### 課題 1
本文の「本講習会は、全国の保険医協会・医会会員医療機関からも参加を募り、121人が参加した。」という一文を英語に訳せ。
### 課題 2
本文に基づき、次の問いに答えよ。
(a) 講習会がウェブで開催されたのはいつか。
(b) 初診からのオンライン診療を可能とした厚労省事務連絡は何年何月何日付か。
(c) 講習会の参加者は何人か。
### 課題 3
本文のうち、「協会は日本医師会総合政策研究」から「を募り、121人が参加した。」までをすべて、一字も変えずに書き写せ。

### 本文
☆ ☆ ☆ ☆ ☆ ☆ ☆

オンライン診療での医療トラブル事例 医療安全講習会で注意喚起  PDF

 協会は日本医師会総合政策研究機構駐仏研究員の奥田七峰子氏を講師に迎え、医療安全講習会「オンライン診療に潜む医療トラブル~フランスの事例から学ぶ」を21年11月13日にウェブで開催した。20年4月10日付の厚労省事務連絡で、新型コロナ感染拡大防止のため「時限的・特例的」に初診からのオンライン診療が可能となったことを踏まえ、日本よりオンライン診療が進んでいるフランスでの事例や医療制度について講演した。本講習会は、全国の保険医協会・医会会員医療機関からも参加を募り、121人が参加した。

☆ ☆ ☆ ☆ ☆ ☆ ☆

### 記録一覧
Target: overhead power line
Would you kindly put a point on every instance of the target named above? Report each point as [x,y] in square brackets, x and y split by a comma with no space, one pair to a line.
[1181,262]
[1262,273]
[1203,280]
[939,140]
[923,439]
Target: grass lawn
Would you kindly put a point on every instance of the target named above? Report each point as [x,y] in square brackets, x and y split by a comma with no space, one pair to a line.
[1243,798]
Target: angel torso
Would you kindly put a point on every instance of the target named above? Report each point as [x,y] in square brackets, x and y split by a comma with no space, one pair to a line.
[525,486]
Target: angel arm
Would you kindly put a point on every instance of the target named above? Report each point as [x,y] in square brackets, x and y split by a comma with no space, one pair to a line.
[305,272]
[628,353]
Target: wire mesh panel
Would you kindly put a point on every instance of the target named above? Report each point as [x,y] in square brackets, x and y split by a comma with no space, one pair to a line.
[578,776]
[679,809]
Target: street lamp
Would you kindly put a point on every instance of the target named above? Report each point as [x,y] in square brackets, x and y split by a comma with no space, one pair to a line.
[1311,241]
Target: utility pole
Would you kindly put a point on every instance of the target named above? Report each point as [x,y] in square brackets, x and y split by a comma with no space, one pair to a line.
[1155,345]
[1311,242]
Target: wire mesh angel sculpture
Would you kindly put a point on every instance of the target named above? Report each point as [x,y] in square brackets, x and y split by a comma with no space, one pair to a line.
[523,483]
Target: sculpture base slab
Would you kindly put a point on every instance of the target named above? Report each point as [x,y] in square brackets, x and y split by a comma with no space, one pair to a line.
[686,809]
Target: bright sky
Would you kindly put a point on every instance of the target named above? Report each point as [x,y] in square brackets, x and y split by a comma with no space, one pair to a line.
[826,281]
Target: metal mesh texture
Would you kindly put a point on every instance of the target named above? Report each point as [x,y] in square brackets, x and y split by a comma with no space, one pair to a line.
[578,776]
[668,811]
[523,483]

☆ ☆ ☆ ☆ ☆ ☆ ☆

### 回答 1
The seminar also invited participation from member medical institutions of insured doctors' associations and medical associations across the country, and 121 people took part.

### 回答 2
(a) 21年11月13日
(b) 20年4月10日付
(c) 121人

### 回答 3
協会は日本医師会総合政策研究機構駐仏研究員の奥田七峰子氏を講師に迎え、医療安全講習会「オンライン診療に潜む医療トラブル~フランスの事例から学ぶ」を21年11月13日にウェブで開催した。20年4月10日付の厚労省事務連絡で、新型コロナ感染拡大防止のため「時限的・特例的」に初診からのオンライン診療が可能となったことを踏まえ、日本よりオンライン診療が進んでいるフランスでの事例や医療制度について講演した。本講習会は、全国の保険医協会・医会会員医療機関からも参加を募り、121人が参加した。